───── Document text

The two fundamental file types are text and binary. Of these two, binary files are usually simpler to deal with. For that reason and the fact that random access on a text file isn't something you need to do often, this tutorial is limited to binary files. The first four operations listed above are for both text and random access files. The last two just for random access.

Random access means you can move to any part of a file and read or write data from it without having to read through the entire file. Years ago, data was stored on large reels of computer tape. The only way to get to a point on the tape was by reading all the way through the tape. Then disks came along and now you can read any part of a file directly.

Programming With Binary Files

A binary file is a file of any length that holds bytes with values in the range 0 to 255. These bytes have no other meaning unlike in a text file where a value of 13 means carriage return, 10 means line feed and 26 means end of file. Software reading text files have to deal with these other meanings.

Binary files a stream of bytes, and modern languages tend to work with streams rather than files. The important part is the data stream rather than where it came from. In C, you can think about the data either as files or streams. With random access, you can read or write to any part of the file or stream. With sequential access, you have to loop through the file or stream from the start like a big tape.

──────────

Tasks to perform =
(a) In the text on binary files, which byte values have a special meaning in a text file, and what does each one mean?
(b) According to the text on binary files, what range of values can the bytes in a binary file hold?
(c) Carry on the text on binary files from its last sentence, in the same style.
The records that come next have nothing to do with the text on binary files.

───── Data records

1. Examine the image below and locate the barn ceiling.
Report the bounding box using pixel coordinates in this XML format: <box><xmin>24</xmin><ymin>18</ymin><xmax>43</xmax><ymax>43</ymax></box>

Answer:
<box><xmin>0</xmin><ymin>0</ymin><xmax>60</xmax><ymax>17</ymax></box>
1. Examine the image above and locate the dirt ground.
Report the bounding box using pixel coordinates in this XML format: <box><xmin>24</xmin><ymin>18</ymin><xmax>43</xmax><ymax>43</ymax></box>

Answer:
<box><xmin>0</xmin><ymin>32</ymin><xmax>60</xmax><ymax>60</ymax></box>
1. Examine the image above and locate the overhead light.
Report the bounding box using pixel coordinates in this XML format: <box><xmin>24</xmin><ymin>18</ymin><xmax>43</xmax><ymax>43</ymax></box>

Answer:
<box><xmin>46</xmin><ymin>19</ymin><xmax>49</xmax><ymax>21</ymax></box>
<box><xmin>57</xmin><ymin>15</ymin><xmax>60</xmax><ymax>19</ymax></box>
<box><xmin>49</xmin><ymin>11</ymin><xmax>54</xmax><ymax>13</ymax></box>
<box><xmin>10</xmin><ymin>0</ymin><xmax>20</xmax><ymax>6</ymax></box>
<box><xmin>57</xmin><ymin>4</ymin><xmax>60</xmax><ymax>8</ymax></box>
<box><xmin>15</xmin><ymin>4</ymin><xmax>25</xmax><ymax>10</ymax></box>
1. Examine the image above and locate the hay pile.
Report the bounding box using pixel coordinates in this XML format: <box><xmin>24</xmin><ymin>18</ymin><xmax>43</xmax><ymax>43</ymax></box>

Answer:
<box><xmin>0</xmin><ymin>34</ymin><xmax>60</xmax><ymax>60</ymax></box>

──────────

Expected responses =
(a) 13 means carriage return, 10 means line feed, and 26 means end of file.

(b) 0 to 255.

(c)
This code sample shows a simple binary file being opened for writing, with a text string (char *) being written into it. Normally you see this with a text file, but you can write text to a binary file.

This example opens a binary file for writing and then writes a char * (string) into it. The FILE * variable is returned from the fopen() call. If this fails (the file might exist and be open or read-only or there could be a fault with the filename), then it returns 0.

The fopen() command attempts to open the specified file. In this case, it's test.txt in the same folder as the application. If the file includes a path, then all the backslashes must be doubled up. "c:\folder\test.txt" is incorrect; you must use "c:\\folder\\test.txt".

As the file mode is "wb," this code is writing to a binary file. The file is created if it doesn't exist, and if it does, whatever was in it is deleted. If the call to fopen fails, perhaps because the file was open or the name contains invalid characters or an invalid path, fopen returns the value 0.

Although you could just check for ft being non-zero (success), this example has a FileSuccess() function to do this explicitly. On Windows, it outputs the success/failure of the call and the filename. It's a little onerous if you are after performance, so you might limit this to debugging. On Windows, there is little overhead outputting text to the system debugger.

The fwrite() calls outputs the specified text. The second and third parameters are the size of the characters and the length of the string. Both are defined as being size_t which is unsigned integer. The result of this call is to write count items of the specified size. Note that with binary files, even though you are writing a string (char *), it does not append any carriage return or line feed characters. If you want those, you must explicitly include them in the string.

File Modes for Reading and Writing Files

When you open a file, you specify how it is to be opened—whether to create it from new or overwrite it and whether it's text or binary, read or write and if you want to append to it. This is done using one or more file mode specifiers that are single letters "r", "b", "w", "a" and "+" in combination with the other letters.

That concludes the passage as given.